Divisibility by 12 for a large number

Given a large Number the task is to check the number is divisible by 12 or not .

Examples :

Input : 12244824607284961224
Output : Yes

Input : 92387493287593874594898678979792
Output : No

Recommended: Please try your approach on {IDE} first, before moving on to the solution.

This is very simple approach. if a number is divisible by 4 and 3 then number is divisible by 12.
Point 1. If the last two digit of the number is divisible by 4 then number is divisible by 4. Please see divisibility by 4 for large numbers for details.
Point 2. if sum of all digit of a number divide by 3 then number is divisible by 3. Please see divisibility by 3 for large numbers for details.
######
**REQUIRED TASKS:**
A. Say whether each statement agrees with the page on divisibility by 12, answering yes or no and quoting the deciding words: (i) A number divisible by both 4 and 3 is divisible by 12. (ii) For the input 92387493287593874594898678979792, the output shown is Yes. (iii) Divisibility by 4 is decided from the sum of all the digits.
B. Extend the page on divisibility by 12 from its final sentence onward.
The data after this passage comes from a separate source.

**DATA SHOWN:**
######
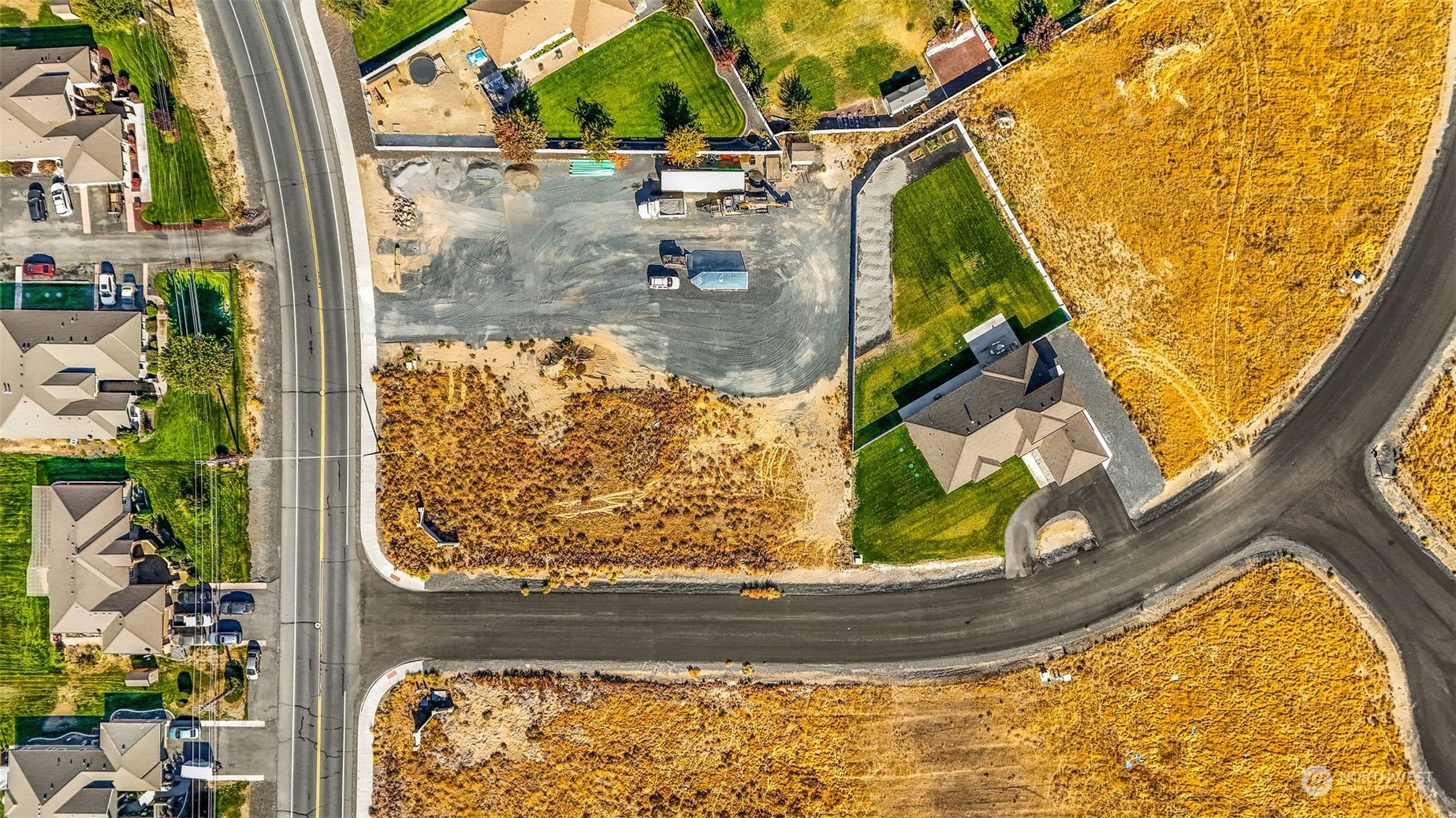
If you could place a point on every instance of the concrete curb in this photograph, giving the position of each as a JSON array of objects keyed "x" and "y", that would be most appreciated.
######
**FINAL ANSWERS:**
A.
(i) Yes: "if a number is divisible by 4 and 3 then number is divisible by 12."
(ii) No: "Output : No"
(iii) No: "If the last two digit of the number is divisible by 4 then number is divisible by 4."

B.
CPP

// C++ Program to check if 
// number is divisible by 12 
#include <iostream> 
using namespace std; 
  
bool isDvisibleBy12(string num) 
{ 
    // if number greater then 3 
    if (num.length() >= 3) {  
  
        // fiind last digit 
        int d1 = (int)num[num.length() - 1]; 
  
        // no is odd 
        if (d1 % 2 != 0) 
            return (0); 
  
        // find second last digit 
        int d2 = (int)num[num.length() - 2]; 
  
        // find sum of all digits 
        int sum = 0; 
        for (int i = 0; i < num.length(); i++) 
            sum += num[i];             
          
        return (sum % 3 == 0 && (d2 * 10 + d1) % 4 == 0);             
    } 
      
    else { 
          
        // if number is less then 
        // or equal to 100 
        int number = stoi(num); 
        return (number % 12 == 0); 
    } 
} 
  
// Driver function 
int main() 
{ 
    string num = "12244824607284961224";   
    if (isDvisibleBy12(num)) 
        cout << "Yes" << endl; 
    else
        cout << "No" << endl; 
    return 0; 
} 

Java

// Java Program to check if 
// number is divisible by 12 
  
import java.io.*; 
  
class GFG { 
static boolean isDvisibleBy12(String num)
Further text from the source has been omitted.